Directive ▸ In the forum thread, what would one commenter require before counting a profile as real?

Oh wow. Thank you for that explanation. It's impressive how many of these profiles were made. This means the total number of real HN accounts is probably significantly less than 28k.


I'd count "real" profiles by requiring that they either post a link, have at least one non-dead comment, or upvote a non-dead comment.


We've seen people who post a link to HN, then have a dozen or so of their fake user accounts up vote that link. Given the economic incentive of being/lingering on the front page there will be folks who try to game it.


a lot of spammers post their website to HN, so that doesn't work either!


And all created 955 days ago.


It appears that most/all were created 1070 days ago and have 1 karma. I suspect that it was probably an attempt to rig the voting of a post.


Probably spam-bots auto-filling forms.


I'd be interested to see some analytics, such as how many users are there with 100+ karma because that's likely a better measure of the number of active users than the number of registered users (many of which are likely inactive). However, that doesn't account for lurkers.

Or, the number of users that have logged in within the past week though this is probably something pg would have to give us because I can't think of any way to determine that without the backend data.


100+ karma won't exactly be a good parameter. I am a regular at Hacker News for around 3 months now , mostly just to read the content & up-vote the ones I really like. But my karma has been at 1 forever now, maybe because I don't comment much, not sure. Still karma does not say much.


Yeah, I agree. Karma shouldn't be an indicator of how often one visits HN, it's merely an indicator of how much one participates in the HN community.

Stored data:
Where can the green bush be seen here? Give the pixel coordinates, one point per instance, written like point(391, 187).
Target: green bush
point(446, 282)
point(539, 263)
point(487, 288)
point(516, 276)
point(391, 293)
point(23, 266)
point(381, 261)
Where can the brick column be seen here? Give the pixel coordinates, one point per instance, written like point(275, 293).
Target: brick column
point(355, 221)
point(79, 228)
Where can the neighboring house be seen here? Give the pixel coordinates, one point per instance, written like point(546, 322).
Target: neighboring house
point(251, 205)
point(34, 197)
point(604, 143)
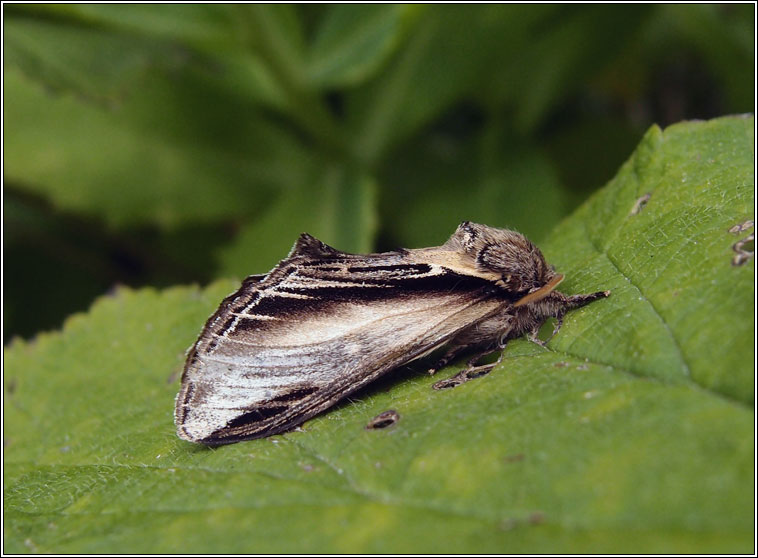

Answer in full ▸ The profile must post a link, have at least one non-dead comment, or upvote a non-dead comment.